[ACTIVITY]
Scan the entries for "carved". Every line that holds it is to be copied.

[SUPPLIED MATERIAL]
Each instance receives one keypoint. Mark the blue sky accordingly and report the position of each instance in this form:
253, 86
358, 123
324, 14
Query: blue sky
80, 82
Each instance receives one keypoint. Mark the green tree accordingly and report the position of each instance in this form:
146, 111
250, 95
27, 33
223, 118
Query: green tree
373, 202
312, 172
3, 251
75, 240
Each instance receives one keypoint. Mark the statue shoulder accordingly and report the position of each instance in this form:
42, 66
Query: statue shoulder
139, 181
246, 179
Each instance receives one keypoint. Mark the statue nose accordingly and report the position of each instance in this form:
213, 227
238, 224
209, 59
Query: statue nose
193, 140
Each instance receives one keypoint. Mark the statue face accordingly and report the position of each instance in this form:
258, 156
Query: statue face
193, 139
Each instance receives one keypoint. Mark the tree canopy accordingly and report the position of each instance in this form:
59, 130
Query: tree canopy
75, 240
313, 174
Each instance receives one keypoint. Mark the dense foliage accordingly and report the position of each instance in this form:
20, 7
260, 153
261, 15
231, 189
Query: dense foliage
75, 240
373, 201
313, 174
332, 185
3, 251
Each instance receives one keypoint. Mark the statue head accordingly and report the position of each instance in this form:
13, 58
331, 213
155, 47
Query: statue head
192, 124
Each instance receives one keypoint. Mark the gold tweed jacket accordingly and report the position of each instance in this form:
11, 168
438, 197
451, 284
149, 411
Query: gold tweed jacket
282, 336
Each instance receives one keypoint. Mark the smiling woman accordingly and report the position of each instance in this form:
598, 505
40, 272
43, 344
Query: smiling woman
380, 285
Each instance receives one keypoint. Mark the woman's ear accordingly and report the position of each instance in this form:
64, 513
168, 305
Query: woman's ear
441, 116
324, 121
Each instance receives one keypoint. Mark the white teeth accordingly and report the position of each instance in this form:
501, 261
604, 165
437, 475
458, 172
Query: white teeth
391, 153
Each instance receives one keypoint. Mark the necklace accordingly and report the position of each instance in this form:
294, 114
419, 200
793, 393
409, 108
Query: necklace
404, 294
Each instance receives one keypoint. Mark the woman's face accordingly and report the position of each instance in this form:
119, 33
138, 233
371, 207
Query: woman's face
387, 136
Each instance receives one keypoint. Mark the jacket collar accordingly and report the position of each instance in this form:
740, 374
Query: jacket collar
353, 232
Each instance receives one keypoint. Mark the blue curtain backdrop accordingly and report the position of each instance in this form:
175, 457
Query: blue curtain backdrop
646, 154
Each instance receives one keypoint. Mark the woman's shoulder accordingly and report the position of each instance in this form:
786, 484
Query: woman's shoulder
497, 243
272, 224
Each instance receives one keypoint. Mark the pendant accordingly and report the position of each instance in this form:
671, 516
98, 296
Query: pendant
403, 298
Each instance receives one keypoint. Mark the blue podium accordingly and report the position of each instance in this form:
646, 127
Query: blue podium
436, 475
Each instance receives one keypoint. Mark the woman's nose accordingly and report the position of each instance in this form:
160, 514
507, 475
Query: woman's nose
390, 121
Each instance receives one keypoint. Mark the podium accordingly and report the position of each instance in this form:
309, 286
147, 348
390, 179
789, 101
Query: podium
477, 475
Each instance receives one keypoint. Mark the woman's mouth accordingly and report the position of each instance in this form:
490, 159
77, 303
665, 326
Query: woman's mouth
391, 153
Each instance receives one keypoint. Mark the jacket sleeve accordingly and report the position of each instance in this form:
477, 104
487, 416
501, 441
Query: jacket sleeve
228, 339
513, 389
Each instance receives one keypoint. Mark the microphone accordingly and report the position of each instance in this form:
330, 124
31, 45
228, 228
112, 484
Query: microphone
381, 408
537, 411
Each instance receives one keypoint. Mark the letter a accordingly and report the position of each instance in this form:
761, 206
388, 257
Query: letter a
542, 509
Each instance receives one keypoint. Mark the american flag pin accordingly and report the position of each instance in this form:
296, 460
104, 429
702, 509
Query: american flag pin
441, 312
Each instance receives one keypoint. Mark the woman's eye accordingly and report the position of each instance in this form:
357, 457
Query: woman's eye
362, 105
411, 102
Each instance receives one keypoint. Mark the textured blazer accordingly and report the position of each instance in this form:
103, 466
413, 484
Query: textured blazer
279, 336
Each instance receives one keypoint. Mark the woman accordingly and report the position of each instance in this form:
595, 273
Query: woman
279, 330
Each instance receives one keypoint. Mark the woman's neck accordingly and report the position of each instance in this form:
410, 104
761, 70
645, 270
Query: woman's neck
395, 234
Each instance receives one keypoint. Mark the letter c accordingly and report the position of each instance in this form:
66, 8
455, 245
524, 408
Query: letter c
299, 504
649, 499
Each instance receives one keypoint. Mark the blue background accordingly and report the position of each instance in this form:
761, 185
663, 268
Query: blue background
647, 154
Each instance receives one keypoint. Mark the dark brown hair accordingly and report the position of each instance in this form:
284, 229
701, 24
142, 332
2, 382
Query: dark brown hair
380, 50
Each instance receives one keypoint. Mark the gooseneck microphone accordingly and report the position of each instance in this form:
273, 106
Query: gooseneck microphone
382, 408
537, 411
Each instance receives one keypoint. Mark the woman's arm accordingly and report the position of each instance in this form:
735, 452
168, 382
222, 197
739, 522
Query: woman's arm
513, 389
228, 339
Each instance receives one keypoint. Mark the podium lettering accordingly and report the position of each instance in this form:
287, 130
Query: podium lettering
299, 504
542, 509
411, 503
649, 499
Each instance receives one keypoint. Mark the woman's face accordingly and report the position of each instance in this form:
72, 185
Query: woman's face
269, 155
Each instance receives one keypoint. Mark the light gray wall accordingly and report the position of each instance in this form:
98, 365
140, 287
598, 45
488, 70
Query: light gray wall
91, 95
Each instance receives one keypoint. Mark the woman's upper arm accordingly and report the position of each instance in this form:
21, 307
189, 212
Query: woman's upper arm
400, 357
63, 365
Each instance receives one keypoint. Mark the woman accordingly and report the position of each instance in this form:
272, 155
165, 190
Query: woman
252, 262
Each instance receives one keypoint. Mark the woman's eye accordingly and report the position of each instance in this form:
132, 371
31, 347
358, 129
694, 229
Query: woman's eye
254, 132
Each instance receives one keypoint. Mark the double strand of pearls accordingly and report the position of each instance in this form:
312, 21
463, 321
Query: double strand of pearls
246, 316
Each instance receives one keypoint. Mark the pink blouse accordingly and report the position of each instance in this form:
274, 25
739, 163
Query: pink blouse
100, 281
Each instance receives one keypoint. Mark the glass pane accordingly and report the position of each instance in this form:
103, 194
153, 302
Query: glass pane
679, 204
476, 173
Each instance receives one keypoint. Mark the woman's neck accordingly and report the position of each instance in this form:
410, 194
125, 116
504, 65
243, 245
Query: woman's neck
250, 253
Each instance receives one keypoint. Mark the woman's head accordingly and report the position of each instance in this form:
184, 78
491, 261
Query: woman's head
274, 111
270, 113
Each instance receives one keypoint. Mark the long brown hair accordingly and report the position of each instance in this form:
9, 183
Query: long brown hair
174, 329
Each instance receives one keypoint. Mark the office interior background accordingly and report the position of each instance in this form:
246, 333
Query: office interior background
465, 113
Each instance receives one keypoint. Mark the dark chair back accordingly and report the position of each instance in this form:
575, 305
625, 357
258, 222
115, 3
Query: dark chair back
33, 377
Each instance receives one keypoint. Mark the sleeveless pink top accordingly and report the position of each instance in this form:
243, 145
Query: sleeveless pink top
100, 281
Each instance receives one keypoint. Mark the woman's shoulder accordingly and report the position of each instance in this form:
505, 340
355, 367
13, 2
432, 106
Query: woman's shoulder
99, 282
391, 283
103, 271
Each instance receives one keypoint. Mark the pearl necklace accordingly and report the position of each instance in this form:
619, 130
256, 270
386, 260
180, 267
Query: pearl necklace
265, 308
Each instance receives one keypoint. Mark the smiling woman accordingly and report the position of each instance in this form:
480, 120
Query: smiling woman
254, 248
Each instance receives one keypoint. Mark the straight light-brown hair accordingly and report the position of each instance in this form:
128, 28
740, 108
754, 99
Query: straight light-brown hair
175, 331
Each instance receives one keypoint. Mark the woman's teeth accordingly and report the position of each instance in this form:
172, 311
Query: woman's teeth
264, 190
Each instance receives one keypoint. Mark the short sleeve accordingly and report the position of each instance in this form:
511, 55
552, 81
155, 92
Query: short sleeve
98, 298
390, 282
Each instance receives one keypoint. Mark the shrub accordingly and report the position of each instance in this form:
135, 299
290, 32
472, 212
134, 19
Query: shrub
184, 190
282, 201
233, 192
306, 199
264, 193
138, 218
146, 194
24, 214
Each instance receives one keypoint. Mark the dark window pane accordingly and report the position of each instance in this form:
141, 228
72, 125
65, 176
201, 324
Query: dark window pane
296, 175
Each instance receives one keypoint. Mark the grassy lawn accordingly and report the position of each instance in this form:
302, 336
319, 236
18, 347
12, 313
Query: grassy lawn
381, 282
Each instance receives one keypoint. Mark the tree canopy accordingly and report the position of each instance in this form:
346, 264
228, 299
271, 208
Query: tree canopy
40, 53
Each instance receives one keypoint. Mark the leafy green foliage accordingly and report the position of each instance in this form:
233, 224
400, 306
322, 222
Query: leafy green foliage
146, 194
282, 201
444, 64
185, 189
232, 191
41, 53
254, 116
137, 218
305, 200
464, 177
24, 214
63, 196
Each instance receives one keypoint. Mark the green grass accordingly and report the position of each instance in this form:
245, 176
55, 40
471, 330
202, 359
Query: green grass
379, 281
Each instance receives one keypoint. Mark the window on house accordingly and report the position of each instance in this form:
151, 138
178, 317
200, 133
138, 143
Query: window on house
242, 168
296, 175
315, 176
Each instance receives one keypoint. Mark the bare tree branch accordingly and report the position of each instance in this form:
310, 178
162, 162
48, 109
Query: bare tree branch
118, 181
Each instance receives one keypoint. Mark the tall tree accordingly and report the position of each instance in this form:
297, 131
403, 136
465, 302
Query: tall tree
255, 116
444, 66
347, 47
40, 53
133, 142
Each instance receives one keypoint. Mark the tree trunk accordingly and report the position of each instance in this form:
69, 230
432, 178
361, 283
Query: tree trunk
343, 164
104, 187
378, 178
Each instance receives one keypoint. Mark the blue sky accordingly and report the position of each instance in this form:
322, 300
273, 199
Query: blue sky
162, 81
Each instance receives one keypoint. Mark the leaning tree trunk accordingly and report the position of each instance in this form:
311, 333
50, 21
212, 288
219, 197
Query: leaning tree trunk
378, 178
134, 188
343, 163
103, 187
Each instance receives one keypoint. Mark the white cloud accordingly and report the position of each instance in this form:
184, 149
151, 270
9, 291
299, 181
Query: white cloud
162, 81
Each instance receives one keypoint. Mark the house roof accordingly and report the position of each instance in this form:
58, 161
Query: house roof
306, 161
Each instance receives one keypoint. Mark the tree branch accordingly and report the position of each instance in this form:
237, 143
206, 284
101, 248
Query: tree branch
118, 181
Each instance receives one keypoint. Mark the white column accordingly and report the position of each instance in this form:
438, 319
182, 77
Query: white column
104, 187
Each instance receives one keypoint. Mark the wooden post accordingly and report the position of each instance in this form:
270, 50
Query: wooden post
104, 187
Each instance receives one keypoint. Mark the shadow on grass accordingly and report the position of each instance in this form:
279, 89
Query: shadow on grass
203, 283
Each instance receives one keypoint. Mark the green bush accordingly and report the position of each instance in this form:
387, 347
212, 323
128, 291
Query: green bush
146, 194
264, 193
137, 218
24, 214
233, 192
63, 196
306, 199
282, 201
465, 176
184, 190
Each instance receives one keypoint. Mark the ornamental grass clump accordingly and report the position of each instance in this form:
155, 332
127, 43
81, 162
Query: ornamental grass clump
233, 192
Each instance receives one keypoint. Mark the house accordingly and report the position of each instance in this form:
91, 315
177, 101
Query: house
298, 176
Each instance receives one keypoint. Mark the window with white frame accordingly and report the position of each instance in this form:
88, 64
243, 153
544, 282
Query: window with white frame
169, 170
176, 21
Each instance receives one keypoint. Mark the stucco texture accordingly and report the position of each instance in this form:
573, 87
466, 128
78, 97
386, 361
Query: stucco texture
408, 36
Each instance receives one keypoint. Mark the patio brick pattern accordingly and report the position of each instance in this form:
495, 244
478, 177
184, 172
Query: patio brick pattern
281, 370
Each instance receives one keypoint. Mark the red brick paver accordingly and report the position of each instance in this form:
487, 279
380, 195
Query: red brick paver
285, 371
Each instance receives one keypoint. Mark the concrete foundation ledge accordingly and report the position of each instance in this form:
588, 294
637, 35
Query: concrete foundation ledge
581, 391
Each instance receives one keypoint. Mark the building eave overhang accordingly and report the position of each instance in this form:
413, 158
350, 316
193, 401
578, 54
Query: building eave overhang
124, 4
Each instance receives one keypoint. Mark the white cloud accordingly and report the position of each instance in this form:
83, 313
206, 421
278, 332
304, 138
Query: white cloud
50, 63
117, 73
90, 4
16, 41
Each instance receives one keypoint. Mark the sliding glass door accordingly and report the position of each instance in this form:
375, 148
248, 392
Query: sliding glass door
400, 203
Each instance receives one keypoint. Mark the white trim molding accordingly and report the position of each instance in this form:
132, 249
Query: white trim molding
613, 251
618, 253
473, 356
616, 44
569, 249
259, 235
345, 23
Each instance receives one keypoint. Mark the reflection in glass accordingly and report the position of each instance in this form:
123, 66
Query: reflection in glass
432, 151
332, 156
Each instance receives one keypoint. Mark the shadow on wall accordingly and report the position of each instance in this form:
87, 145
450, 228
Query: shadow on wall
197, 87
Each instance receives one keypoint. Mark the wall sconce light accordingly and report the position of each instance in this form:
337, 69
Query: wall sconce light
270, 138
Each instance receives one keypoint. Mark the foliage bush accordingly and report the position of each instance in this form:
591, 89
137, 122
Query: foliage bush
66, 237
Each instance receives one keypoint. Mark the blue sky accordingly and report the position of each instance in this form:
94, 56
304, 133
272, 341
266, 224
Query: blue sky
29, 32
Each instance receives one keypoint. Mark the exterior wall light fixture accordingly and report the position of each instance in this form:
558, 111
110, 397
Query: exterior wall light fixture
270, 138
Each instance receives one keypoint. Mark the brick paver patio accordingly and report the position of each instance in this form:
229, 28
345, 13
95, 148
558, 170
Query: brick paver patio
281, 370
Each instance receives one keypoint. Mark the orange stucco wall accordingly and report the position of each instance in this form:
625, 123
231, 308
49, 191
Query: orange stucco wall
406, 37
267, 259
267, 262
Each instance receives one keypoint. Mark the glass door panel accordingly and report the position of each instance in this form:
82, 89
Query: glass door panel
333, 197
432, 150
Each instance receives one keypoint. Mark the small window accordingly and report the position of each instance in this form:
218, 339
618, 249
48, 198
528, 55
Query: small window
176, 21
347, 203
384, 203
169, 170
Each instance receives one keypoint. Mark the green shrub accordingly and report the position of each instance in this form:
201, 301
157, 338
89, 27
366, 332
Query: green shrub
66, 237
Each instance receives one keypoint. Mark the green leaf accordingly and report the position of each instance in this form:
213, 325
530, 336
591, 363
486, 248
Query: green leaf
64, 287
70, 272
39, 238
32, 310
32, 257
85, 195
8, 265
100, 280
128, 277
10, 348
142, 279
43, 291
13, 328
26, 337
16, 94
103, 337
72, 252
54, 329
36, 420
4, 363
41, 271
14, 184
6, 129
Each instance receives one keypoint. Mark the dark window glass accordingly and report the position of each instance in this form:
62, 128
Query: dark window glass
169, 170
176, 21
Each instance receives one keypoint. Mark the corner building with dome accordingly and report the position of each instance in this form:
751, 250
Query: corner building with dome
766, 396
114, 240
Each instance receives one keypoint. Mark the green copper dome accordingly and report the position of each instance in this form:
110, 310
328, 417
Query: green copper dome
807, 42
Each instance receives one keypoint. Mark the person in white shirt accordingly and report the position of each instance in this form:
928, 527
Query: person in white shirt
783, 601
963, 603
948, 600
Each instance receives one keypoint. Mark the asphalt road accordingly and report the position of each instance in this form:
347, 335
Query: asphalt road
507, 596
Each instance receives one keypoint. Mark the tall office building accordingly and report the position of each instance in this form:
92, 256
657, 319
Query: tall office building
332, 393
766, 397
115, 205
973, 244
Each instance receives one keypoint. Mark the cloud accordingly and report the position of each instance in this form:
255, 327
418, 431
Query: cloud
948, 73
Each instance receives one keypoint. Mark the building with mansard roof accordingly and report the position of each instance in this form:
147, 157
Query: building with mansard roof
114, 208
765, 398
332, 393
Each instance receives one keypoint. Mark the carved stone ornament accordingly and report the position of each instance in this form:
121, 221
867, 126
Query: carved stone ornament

[SOLUTION TO THE EXERCISE]
Each instance receives one keypoint. Mark the carved stone ornament accordingly and report the position of each instance in this form:
Query: carved stone ornament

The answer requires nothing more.